(Assignment)
In full and without edits, write out the data that follows.

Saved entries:
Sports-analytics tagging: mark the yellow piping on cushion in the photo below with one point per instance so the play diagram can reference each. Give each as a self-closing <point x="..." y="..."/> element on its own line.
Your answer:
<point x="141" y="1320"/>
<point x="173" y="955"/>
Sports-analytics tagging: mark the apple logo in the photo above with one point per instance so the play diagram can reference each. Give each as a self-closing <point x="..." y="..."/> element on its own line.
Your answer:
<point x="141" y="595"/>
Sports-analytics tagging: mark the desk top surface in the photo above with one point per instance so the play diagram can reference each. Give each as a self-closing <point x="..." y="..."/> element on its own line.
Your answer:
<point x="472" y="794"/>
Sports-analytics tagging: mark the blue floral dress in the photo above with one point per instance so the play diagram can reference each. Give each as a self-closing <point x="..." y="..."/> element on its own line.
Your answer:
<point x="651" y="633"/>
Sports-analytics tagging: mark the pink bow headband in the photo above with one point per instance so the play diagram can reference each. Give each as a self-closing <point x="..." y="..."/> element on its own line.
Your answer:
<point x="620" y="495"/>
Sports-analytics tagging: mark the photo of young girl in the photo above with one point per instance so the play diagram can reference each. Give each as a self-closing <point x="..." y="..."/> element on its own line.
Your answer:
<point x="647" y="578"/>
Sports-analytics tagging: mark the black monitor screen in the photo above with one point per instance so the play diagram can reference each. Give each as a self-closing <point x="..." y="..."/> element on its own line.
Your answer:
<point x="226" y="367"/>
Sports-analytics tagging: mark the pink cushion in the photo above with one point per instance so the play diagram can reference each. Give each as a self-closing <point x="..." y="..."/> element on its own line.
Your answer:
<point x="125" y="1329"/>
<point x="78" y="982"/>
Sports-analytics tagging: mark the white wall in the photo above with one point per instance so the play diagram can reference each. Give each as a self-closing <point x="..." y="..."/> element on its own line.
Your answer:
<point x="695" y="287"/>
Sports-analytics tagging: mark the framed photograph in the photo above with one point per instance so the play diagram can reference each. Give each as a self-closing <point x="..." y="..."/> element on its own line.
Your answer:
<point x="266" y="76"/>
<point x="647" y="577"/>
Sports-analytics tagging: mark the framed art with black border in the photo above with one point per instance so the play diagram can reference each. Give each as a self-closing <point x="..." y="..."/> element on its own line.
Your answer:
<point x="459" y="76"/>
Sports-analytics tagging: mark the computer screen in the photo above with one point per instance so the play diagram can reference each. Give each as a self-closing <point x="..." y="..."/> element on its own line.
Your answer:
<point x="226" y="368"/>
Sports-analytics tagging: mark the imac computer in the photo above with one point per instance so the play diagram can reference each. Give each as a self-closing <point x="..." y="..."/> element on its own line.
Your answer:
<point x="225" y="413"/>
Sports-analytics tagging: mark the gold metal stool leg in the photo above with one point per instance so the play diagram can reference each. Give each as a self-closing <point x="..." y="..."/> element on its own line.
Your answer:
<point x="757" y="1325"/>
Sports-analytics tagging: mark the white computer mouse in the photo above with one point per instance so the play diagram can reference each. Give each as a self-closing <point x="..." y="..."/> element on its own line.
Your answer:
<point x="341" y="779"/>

(Solved problem)
Sports-analytics tagging: mark the yellow piping on cushion in the photo below with one point per instance so the play diagram can reference each. Give each as a self-closing <point x="..." y="..."/> element on its own line.
Your answer:
<point x="141" y="1320"/>
<point x="173" y="955"/>
Sports-analytics tagging: mark the apple logo in the photo above with one point per instance so the play diagram can reference each. Give each as a self-closing <point x="..." y="..."/> element on its own line.
Your answer:
<point x="141" y="595"/>
Sports-analytics tagging: mark the desk top surface in the photo above with one point per instance so the play diagram can reference each. Give each as a self-closing <point x="..." y="..."/> element on its own line.
Your answer:
<point x="472" y="794"/>
Sports-analytics tagging: mark the blue floral dress in the photo above with one point per instance so the play diagram can reference each. Give each as a self-closing <point x="..." y="..."/> element on its own line.
Your answer:
<point x="651" y="633"/>
Sports-analytics tagging: mark the pink bow headband in the photo above with one point per instance so the play diagram can reference each. Give each as a self-closing <point x="..." y="..."/> element on its own line.
Your answer:
<point x="620" y="495"/>
Sports-analytics tagging: mark the photo of young girl in the photo above with one point per instance so the play diagram can reference each. Give each as a self-closing <point x="..." y="..."/> element on its own line.
Your answer:
<point x="647" y="578"/>
Sports-analytics tagging: mark the black monitor screen in the photo above with one point per instance so the play diagram can reference each. Give each as a self-closing <point x="..." y="..."/> element on its own line.
Your answer:
<point x="226" y="367"/>
Sports-analytics tagging: mark the pink cushion in the photo above with one point per instance so the play diagram can reference each. Give each as a self-closing <point x="..." y="..."/> element on its own line.
Your answer:
<point x="125" y="1329"/>
<point x="78" y="982"/>
Sports-analytics tagging: mark the white wall in the photo above with one point per instance so the play diagram can reference each. Give each as a self-closing <point x="..." y="..."/> element on its own line.
Your answer:
<point x="695" y="287"/>
Sports-analytics tagging: mark the framed photograph in the photo above with one point per instance so the play diagram can reference each. Give each as a self-closing <point x="..." y="..."/> element on its own line.
Your answer:
<point x="266" y="76"/>
<point x="647" y="577"/>
Sports-analytics tagging: mark the framed art with black border in the photo above with one point per instance so the play diagram can reference each. Give each as a self-closing <point x="..." y="..."/> element on its own line.
Your answer:
<point x="459" y="76"/>
Sports-analytics tagging: mark the computer screen in the photo above with one point per instance so the play diagram can reference each. Give each as a self-closing <point x="..." y="..."/> element on its own line.
Your answer:
<point x="226" y="368"/>
Sports-analytics tagging: mark the imac computer in the photo above with one point per instance so the play diagram can reference each. Give each as a self-closing <point x="..." y="..."/> element on its own line.
Your answer:
<point x="225" y="413"/>
Sports-analytics tagging: mark the gold metal stool leg in the photo above with one point per instance so the play diagram can reference each. Give each as a self-closing <point x="..." y="..."/> element on its own line.
Your answer:
<point x="757" y="1325"/>
Sports-analytics tagging: mark the white computer mouse in the photo above with one point per instance so the play diagram can reference each. Give each as a self-closing <point x="..." y="..."/> element on its own line.
Your answer:
<point x="341" y="779"/>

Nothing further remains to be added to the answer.